__Problem to work on__
Starting at the line with "Give the mask of every instance of the <item>giraffe eye</item>." in it, reproduce each line below through the last one, exactly, and include nothing else.

__Data for review__

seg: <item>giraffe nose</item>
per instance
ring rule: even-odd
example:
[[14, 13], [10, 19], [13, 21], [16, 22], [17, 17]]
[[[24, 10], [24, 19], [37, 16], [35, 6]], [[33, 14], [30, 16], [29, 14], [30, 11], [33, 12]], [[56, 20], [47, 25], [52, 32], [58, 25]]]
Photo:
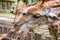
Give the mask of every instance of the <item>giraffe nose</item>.
[[14, 26], [17, 26], [17, 24], [14, 24]]
[[16, 27], [16, 26], [17, 26], [17, 24], [18, 24], [18, 22], [13, 22], [13, 24], [14, 24], [14, 27]]
[[14, 23], [14, 27], [16, 28], [18, 25], [17, 25], [18, 23]]

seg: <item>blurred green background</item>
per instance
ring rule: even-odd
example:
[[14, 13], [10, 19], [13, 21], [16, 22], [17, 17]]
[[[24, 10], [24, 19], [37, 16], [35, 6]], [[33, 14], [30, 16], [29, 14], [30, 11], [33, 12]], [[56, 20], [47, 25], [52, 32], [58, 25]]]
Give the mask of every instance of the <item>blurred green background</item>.
[[[38, 2], [38, 0], [27, 0], [26, 3], [30, 4], [32, 2]], [[20, 4], [24, 4], [24, 0], [20, 0]], [[0, 1], [0, 16], [14, 16], [10, 11], [14, 8], [16, 9], [17, 0], [13, 1]], [[8, 10], [8, 11], [7, 11]]]

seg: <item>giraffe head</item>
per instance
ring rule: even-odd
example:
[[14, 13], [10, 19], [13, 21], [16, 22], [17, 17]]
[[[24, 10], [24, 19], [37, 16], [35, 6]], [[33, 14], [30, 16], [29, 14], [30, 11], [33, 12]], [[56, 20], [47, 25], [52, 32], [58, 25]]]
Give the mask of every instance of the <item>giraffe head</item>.
[[[42, 5], [42, 2], [38, 2], [36, 5], [26, 7], [22, 11], [22, 15], [23, 16], [21, 17], [21, 19], [19, 19], [18, 23], [16, 23], [14, 25], [14, 27], [18, 27], [19, 26], [20, 32], [21, 32], [21, 30], [23, 30], [23, 29], [25, 30], [25, 28], [28, 28], [28, 27], [26, 27], [26, 24], [27, 24], [26, 22], [28, 20], [30, 20], [33, 17], [35, 17], [35, 18], [39, 18], [40, 17], [40, 14], [38, 12], [40, 11], [40, 9], [42, 7], [41, 5]], [[31, 19], [31, 20], [33, 20], [33, 19]], [[32, 25], [34, 25], [34, 23]], [[30, 25], [31, 28], [32, 28], [32, 25]]]
[[[41, 4], [42, 4], [42, 2], [38, 2], [36, 5], [24, 8], [23, 11], [21, 12], [22, 17], [19, 18], [19, 21], [17, 24], [15, 24], [15, 26], [21, 26], [21, 30], [22, 30], [24, 28], [27, 28], [26, 22], [29, 21], [30, 18], [33, 18], [33, 17], [40, 18], [40, 16], [44, 16], [44, 15], [51, 16], [51, 14], [50, 14], [51, 9], [46, 6], [42, 6]], [[55, 16], [55, 14], [52, 16]], [[43, 20], [45, 20], [45, 19], [43, 19]]]
[[14, 23], [18, 22], [20, 18], [23, 16], [22, 12], [26, 8], [26, 4], [21, 5], [20, 2], [18, 2], [17, 7], [16, 7], [16, 13], [15, 13], [15, 19]]
[[24, 4], [23, 6], [21, 6], [20, 4], [18, 4], [17, 5], [17, 10], [16, 10], [16, 16], [15, 16], [15, 19], [14, 19], [14, 23], [19, 22], [20, 18], [22, 18], [23, 15], [29, 13], [28, 12], [29, 10], [32, 10], [32, 9], [35, 9], [35, 8], [37, 9], [38, 7], [36, 7], [37, 6], [36, 4], [37, 3], [33, 3], [33, 4], [29, 4], [29, 5]]

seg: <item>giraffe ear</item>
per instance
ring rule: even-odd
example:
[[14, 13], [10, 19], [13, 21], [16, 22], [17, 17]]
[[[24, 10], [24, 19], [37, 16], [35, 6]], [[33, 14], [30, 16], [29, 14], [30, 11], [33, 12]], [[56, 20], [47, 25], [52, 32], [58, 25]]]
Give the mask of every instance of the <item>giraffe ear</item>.
[[37, 2], [33, 2], [33, 3], [31, 3], [31, 4], [27, 4], [27, 7], [33, 6], [33, 5], [36, 5], [36, 4], [37, 4]]
[[41, 4], [42, 4], [42, 1], [38, 2], [36, 6], [41, 6]]
[[17, 7], [18, 7], [18, 6], [21, 6], [20, 2], [17, 2]]
[[26, 7], [27, 7], [27, 4], [26, 4], [26, 3], [24, 3], [24, 4], [23, 4], [23, 7], [24, 7], [24, 8], [26, 8]]

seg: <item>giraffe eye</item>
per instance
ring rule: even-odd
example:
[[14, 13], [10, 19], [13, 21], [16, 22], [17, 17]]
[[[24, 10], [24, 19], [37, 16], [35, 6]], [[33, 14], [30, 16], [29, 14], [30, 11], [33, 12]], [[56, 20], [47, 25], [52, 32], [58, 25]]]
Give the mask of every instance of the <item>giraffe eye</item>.
[[26, 15], [26, 13], [23, 13], [23, 15]]
[[35, 14], [33, 17], [35, 17], [35, 18], [39, 18], [40, 17], [40, 14]]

__Task response__
Give the mask of every instance of the <item>giraffe eye</item>.
[[26, 15], [26, 13], [23, 13], [23, 15]]
[[35, 14], [33, 17], [35, 17], [35, 18], [39, 18], [40, 17], [40, 14]]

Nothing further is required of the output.